What you will do:
Repeat all the records, precisely as given.

Given data:

....

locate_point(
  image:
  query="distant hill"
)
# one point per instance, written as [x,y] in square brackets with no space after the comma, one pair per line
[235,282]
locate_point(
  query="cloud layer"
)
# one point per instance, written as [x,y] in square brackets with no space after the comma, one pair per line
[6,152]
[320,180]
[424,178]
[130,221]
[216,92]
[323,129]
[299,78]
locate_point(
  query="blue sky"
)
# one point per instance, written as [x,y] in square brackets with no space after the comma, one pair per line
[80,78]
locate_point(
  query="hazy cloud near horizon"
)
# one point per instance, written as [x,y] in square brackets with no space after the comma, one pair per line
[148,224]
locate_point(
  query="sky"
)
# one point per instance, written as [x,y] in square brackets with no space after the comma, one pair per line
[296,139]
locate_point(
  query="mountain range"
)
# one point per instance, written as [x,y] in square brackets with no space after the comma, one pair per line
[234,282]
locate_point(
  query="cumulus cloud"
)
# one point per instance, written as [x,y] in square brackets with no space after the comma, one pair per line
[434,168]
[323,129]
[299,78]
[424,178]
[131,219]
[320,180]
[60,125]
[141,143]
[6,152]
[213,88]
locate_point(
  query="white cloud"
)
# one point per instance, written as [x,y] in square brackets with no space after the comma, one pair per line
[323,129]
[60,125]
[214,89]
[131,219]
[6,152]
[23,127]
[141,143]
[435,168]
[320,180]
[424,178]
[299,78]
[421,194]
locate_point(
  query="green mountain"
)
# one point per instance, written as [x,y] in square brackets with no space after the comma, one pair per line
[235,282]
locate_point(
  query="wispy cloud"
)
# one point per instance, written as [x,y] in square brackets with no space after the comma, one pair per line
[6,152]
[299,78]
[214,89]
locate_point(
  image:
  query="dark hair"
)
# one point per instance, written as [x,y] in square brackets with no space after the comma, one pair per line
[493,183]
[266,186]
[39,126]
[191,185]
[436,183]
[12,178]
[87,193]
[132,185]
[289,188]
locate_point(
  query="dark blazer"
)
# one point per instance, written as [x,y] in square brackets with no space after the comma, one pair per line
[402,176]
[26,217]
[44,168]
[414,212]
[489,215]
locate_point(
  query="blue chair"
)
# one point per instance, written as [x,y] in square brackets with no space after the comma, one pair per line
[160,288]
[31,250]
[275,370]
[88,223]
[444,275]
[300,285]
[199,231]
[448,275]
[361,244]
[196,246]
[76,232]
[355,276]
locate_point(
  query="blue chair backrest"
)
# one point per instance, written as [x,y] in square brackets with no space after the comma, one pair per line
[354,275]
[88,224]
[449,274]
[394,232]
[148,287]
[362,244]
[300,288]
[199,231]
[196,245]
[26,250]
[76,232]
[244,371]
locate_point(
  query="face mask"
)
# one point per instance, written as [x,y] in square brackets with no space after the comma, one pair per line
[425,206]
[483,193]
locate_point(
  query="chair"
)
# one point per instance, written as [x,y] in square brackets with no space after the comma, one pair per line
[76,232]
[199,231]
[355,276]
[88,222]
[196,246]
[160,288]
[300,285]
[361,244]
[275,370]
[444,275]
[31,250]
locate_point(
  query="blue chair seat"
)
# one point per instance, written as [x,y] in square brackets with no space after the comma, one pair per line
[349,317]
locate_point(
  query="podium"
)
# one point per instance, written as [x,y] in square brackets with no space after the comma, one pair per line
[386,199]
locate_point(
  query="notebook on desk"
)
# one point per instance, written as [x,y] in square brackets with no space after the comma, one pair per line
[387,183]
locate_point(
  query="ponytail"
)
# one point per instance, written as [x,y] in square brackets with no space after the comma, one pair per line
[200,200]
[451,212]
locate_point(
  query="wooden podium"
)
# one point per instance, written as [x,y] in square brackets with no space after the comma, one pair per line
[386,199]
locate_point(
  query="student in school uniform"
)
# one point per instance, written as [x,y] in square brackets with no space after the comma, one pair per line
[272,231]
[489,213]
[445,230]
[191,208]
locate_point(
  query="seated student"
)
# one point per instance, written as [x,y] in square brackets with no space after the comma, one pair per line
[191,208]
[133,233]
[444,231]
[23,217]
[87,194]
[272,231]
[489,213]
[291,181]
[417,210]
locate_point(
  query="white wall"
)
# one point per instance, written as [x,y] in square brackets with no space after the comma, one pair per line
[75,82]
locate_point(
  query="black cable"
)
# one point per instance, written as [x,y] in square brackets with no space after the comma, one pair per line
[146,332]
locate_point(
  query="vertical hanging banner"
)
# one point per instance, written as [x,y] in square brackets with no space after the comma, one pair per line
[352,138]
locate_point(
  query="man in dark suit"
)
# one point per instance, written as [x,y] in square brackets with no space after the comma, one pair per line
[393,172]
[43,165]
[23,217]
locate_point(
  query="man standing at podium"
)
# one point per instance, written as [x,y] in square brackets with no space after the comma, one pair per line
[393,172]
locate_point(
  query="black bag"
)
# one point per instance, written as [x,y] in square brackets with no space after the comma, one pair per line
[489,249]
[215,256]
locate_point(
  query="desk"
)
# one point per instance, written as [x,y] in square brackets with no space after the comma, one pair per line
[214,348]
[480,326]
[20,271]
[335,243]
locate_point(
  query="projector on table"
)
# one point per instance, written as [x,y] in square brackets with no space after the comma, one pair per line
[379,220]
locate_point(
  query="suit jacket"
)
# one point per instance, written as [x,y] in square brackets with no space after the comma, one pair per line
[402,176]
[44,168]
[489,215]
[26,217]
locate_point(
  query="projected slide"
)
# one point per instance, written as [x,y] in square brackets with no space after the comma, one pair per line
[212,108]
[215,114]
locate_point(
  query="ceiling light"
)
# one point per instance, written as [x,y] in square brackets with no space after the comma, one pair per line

....

Written answer:
locate_point(
  image:
  query="distant hill"
)
# one point per instance, written as [x,y] in square brackets with no space after the comma, one pair per line
[235,282]
locate_point(
  query="cloud layer"
)
# one point per instance, written as [x,y] in square brackets with no space after the comma, one pair per line
[6,152]
[320,180]
[424,178]
[130,221]
[216,92]
[323,129]
[299,78]
locate_point(
  query="blue sky"
)
# one point per instance, written as [x,y] in square brackets with no space after the comma, one pair per line
[80,78]
locate_point(
  query="hazy cloud near horizon"
)
# one point per instance, written as [x,y] in square brackets with no space after the comma, one pair per line
[148,224]
locate_point(
  query="sky"
)
# one point per instance, written as [x,y] in square brackets with no space after the comma, one pair per line
[296,139]
locate_point(
  query="mountain range"
)
# one point per instance, written as [x,y] in square brackets with no space after the comma, one pair per line
[234,282]
locate_point(
  query="cumulus cloud"
)
# one point per instance, written as [x,y] in square brackets with no space after the comma, one pair per line
[434,168]
[323,129]
[299,78]
[424,178]
[131,219]
[320,180]
[60,125]
[141,143]
[6,152]
[213,88]
locate_point(
  query="white cloud"
)
# one point per instance, written as [x,y] in square brackets with no space after the comma, one pair per line
[323,129]
[60,125]
[214,89]
[131,219]
[6,152]
[23,127]
[141,143]
[435,168]
[320,180]
[424,178]
[299,78]
[421,194]
locate_point(
  query="green mountain"
)
# one point per instance, written as [x,y] in square brackets with no space after the comma, one pair per line
[235,282]
locate_point(
  query="wispy cloud"
)
# one point per instance, written as [x,y] in square brackets with no space after the comma, one pair per line
[6,152]
[299,78]
[214,89]
locate_point(
  image:
  query="dark hair"
)
# one point per instance, written as [x,y] in square brackets with no space after the comma, one pair per line
[493,183]
[266,186]
[39,126]
[191,185]
[436,183]
[12,178]
[87,193]
[132,185]
[289,188]
locate_point(
  query="dark blazer"
)
# one point per instance, written as [x,y] in square brackets with no space after the comma, one pair per line
[402,176]
[26,217]
[44,168]
[414,212]
[489,215]
locate_point(
  query="blue chair"
)
# one point per instance, written as [x,y] in square brackets with no space after the comma, one pair per line
[160,288]
[31,250]
[275,370]
[88,223]
[444,275]
[300,285]
[199,231]
[448,275]
[361,244]
[196,246]
[76,232]
[355,276]
locate_point(
  query="blue chair backrest"
)
# one point per instance, written as [x,y] in square brackets with no space after the comma, one pair per line
[354,275]
[88,224]
[449,274]
[394,232]
[148,287]
[362,244]
[300,288]
[199,231]
[196,245]
[26,250]
[76,232]
[244,371]
locate_point(
  query="face mask"
)
# one point per instance, written as [x,y] in square brackets with no space after the comma, one pair per line
[425,206]
[483,193]
locate_point(
  query="chair"
)
# one point per instance, written as [x,y] in square brackets with no space after the comma, one pair per line
[76,232]
[199,231]
[355,276]
[88,222]
[196,246]
[160,288]
[300,285]
[361,244]
[275,370]
[444,275]
[31,250]
locate_point(
  query="blue chair seat"
)
# one point per instance, written as [x,y] in square brackets with no space after the comma, one pair per line
[349,317]
locate_point(
  query="podium"
)
# one point per instance, written as [x,y] in square brackets with no space after the comma, one pair per line
[386,199]
locate_point(
  query="notebook on desk"
)
# one point per instance, written as [x,y] in square brackets with no space after the comma, one pair per line
[387,183]
locate_point(
  query="ponytail"
)
# one point per instance, written as [x,y] in square brackets with no space after the comma, one pair per line
[200,200]
[451,212]
locate_point(
  query="wooden podium"
)
# one point per instance, written as [x,y] in square brackets with no space after the comma, one pair per line
[386,199]
locate_point(
  query="student in school uniform"
)
# one point per instance, written as [x,y] in square brackets with no space after the comma, one pair per line
[272,231]
[489,213]
[445,230]
[191,208]
locate_point(
  query="seated student"
)
# one point per instance, written as [x,y] in square brackets with no space after the comma, one pair per line
[191,208]
[133,233]
[444,231]
[23,217]
[87,194]
[272,231]
[489,213]
[291,181]
[417,210]
locate_point(
  query="white wall"
)
# one point per instance, written as [x,y] in square brackets with no space after the comma, one pair per line
[75,82]
locate_point(
  query="black cable"
)
# one point per instance, written as [x,y] in square brackets with no space after the comma, one pair per line
[146,332]
locate_point(
  query="vertical hanging banner"
)
# one point per instance, written as [x,y] in square brackets with no space after the comma, one pair per line
[352,138]
locate_point(
  query="man in dark suit"
)
# one point per instance, written as [x,y] in square brackets with no space after the comma, one pair per line
[393,172]
[43,165]
[23,217]
locate_point(
  query="man standing at podium"
)
# one point per instance, written as [x,y] in square brackets with no space after the comma, one pair per line
[393,172]
locate_point(
  query="black bag"
)
# one point per instance, written as [x,y] in square brackets with no space after the comma, one pair per line
[489,249]
[215,256]
locate_point(
  query="desk"
)
# one point per instance, written as [x,y] in square brackets with no space after the comma, one pair per line
[214,348]
[480,326]
[20,271]
[335,243]
locate_point(
  query="projector on table"
)
# one point per instance, written as [x,y] in square brackets with no space after the comma, one pair per line
[379,220]
locate_point(
  query="suit jacket"
)
# one point per instance, written as [x,y] in square brackets with no space after the comma, one pair per line
[402,176]
[44,168]
[489,215]
[26,217]
locate_point(
  query="projected slide"
)
# one point per instance, written as [x,y] in square brackets with no space after the comma, one pair per line
[212,108]
[215,114]
locate_point(
  query="ceiling light"
)
# one point per instance, written as [x,y] in square brackets with no space after the comma, one pair per line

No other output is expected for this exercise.